**Records from a data source**
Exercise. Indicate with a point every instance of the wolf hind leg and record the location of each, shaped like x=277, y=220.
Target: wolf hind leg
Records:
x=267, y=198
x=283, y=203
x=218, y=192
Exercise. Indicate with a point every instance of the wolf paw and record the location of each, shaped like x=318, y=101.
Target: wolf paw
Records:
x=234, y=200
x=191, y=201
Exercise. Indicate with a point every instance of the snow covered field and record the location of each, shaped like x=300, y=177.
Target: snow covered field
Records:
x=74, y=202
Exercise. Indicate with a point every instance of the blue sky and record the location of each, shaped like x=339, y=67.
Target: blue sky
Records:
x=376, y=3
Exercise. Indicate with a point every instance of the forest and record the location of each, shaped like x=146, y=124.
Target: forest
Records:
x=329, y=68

==

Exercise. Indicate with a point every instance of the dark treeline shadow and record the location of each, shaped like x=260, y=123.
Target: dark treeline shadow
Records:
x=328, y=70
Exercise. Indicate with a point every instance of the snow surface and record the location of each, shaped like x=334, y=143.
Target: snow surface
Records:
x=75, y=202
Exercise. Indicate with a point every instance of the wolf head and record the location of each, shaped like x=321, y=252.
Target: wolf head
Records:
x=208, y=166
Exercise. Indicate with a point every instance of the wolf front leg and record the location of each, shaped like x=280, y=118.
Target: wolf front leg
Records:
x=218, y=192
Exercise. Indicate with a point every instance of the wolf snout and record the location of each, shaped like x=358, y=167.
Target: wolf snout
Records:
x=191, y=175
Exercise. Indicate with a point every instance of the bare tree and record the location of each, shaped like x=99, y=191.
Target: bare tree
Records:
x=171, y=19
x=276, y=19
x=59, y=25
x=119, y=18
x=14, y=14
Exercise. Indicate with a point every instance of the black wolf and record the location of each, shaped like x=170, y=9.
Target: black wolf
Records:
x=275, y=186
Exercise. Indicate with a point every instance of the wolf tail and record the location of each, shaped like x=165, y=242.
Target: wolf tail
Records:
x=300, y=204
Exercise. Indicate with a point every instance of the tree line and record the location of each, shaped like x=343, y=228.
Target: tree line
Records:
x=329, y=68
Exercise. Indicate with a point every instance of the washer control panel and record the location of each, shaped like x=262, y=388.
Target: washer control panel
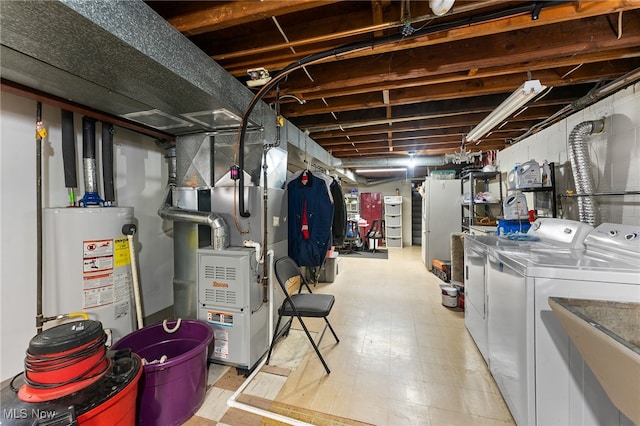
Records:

**Exercise**
The lines of the records that contain the string "snow" should be located and copied.

**Exercise answer**
Exercise. Indicate with a point every instance of the snow covered field and record the location of each, shaped like x=300, y=177.
Target: snow covered field
Exercise. Indicate with a point every instance of the snow surface and record the location of each, shaped like x=334, y=143.
Target: snow surface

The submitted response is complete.